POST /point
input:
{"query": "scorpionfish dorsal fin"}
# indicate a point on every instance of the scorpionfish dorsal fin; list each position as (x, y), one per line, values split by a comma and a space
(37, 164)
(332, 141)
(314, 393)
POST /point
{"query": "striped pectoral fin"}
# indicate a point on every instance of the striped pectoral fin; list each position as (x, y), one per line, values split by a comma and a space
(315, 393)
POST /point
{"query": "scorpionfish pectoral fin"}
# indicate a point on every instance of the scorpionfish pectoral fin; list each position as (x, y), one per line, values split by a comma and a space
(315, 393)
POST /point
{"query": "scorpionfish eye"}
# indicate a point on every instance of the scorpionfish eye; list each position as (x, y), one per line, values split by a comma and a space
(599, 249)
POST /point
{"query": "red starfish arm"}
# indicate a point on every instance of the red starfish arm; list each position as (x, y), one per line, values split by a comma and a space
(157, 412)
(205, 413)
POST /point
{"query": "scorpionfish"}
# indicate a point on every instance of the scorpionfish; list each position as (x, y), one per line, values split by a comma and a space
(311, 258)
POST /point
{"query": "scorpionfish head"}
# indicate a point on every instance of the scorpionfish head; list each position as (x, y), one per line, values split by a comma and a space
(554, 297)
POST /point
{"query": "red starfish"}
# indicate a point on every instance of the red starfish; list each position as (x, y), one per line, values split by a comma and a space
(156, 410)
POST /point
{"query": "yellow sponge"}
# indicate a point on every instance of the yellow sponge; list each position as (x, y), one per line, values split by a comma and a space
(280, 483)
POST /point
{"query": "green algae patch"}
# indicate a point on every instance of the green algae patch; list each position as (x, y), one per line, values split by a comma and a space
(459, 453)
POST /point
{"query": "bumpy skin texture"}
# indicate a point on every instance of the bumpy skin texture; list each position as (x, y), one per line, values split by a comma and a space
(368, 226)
□ □ □
DIRECTION:
How many lines of the material above contain the string "head", matching case exactly? Reply with the number alone.

TASK OUTPUT:
2